(Saved entries)
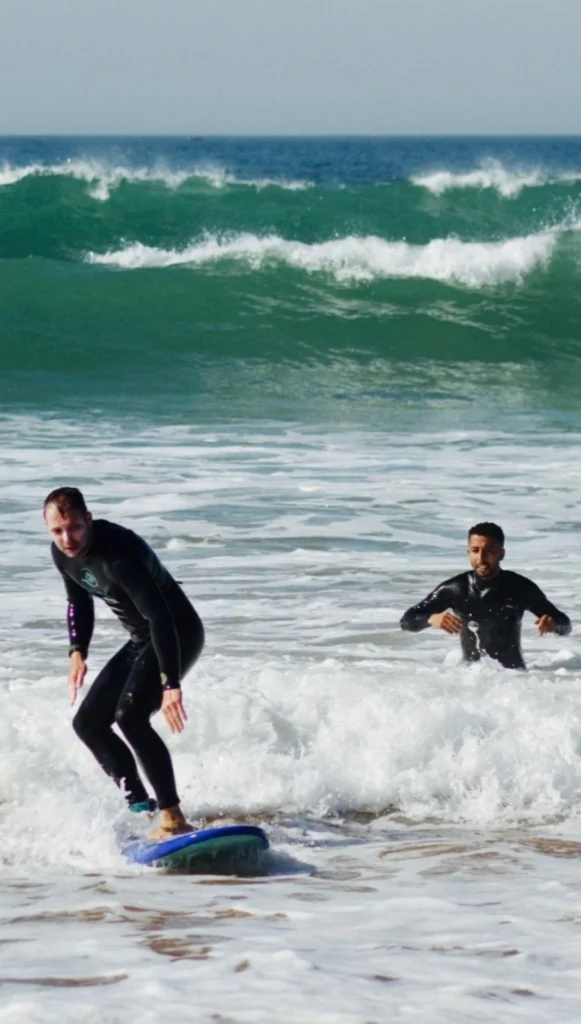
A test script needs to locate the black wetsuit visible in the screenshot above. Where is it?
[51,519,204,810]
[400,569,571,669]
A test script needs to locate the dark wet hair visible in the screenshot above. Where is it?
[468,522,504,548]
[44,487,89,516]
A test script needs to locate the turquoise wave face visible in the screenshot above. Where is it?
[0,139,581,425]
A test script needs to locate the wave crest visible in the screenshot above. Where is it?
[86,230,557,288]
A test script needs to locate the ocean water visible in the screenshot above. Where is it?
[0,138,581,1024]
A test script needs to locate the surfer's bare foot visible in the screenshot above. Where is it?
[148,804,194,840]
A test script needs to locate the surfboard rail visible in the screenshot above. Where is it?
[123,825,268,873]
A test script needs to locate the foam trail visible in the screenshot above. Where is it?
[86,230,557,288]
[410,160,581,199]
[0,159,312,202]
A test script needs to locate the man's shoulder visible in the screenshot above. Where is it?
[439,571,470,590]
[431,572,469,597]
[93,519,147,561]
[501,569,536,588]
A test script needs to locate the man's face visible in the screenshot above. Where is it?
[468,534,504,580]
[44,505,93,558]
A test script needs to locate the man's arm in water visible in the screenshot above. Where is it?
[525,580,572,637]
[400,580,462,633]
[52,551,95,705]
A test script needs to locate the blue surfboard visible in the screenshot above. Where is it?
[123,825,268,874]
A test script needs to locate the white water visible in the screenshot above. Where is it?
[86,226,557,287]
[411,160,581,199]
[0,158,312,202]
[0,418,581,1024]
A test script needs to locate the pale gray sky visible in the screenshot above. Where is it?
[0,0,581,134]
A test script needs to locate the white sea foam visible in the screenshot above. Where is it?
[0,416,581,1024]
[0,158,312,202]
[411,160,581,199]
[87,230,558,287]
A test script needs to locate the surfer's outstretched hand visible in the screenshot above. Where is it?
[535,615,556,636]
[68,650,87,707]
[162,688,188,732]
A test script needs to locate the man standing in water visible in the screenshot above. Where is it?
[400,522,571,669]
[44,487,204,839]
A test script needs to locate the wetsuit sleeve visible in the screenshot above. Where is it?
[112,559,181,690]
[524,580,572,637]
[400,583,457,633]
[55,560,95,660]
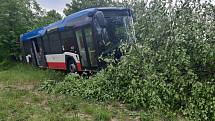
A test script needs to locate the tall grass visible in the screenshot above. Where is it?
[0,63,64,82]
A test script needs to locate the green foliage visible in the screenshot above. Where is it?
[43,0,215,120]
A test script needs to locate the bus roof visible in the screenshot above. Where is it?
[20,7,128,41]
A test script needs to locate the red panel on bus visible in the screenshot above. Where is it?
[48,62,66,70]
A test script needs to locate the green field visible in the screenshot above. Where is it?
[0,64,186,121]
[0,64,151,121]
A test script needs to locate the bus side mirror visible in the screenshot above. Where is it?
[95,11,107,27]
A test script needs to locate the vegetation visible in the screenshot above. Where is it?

• THE TASK
Reproduce all the items with "screenshot" replaced by "image" and everything else left unchanged. Leave the pictures out of your answer.

• THE SOLUTION
A test script needs to locate the black wetsuit visible in the image above. Where is it?
[51,519,204,810]
[400,569,571,669]
A test script needs to locate the dark wet hair visible in the image above. Where is it?
[468,522,504,548]
[44,487,89,516]
A test script needs to locate the turquoise wave face visible in the image above. Where is it?
[0,139,581,425]
A test script needs to locate the wave crest visible in the image above. Where is it?
[86,230,557,288]
A test script needs to locate the ocean water visible in the image above. Where is it?
[0,138,581,1024]
A test script needs to locate the surfer's bare foot visible in the image above. Where is it?
[148,804,194,840]
A test script needs to locate the surfboard rail visible in the image above. Where is it?
[123,825,268,873]
A test script needs to locate the foam trail visible in the image above. Where is it?
[86,230,557,288]
[410,160,581,199]
[0,159,312,202]
A test script needs to locate the man's shoulder visible in the image above. Where is it?
[439,571,470,590]
[431,572,469,597]
[93,519,147,561]
[501,569,536,588]
A test script needs to locate the man's face visible in the image above. Where is it?
[468,534,504,580]
[44,505,93,558]
A test script needs to locate the man's arm in water visible in the image above. Where is it?
[525,580,572,637]
[400,580,462,633]
[52,551,95,705]
A test script needs to locate the blue surfboard visible in the image above. Where is it?
[123,825,268,874]
A test script needs to locate the white water visible in the image above. Where is it?
[86,226,557,287]
[411,160,581,199]
[0,158,312,202]
[0,418,581,1024]
A test script needs to locate the pale gray sky visible in the image above. Where is it?
[0,0,581,134]
A test script needs to locate the white sea foam visible in the image above. Where is it?
[0,416,581,1024]
[0,158,312,202]
[411,160,581,199]
[87,230,558,287]
A test script needs to locate the surfer's outstretched hand visible in the image above. Where is it?
[535,615,556,636]
[68,650,87,707]
[162,688,188,732]
A test script needs to locate the man standing in water visible in the image above. Where is it?
[400,522,571,669]
[44,487,204,839]
A test script needs to locate the wetsuit sleeve visible in the image above. Where is it?
[112,559,181,690]
[524,580,572,637]
[400,583,457,633]
[55,560,95,660]
A test script needs to locate the tall grass visible in the image above. Where is it?
[0,63,64,82]
A test script needs to locate the green foliage visible in the image above. Where is it?
[43,0,215,120]
A test script needs to locate the bus roof visible in the image above. Where is it?
[20,7,128,41]
A test script needs to locate the red panel on bus visible in the image above. Where is it?
[48,62,66,70]
A test script needs to locate the green field visible in the image above. Where is it?
[0,64,186,121]
[0,64,151,121]
A test script needs to locate the bus side mirror visible in the image above. Where is it?
[95,11,107,27]
A test script needs to locate the vegetation visible in the image above. Where is it?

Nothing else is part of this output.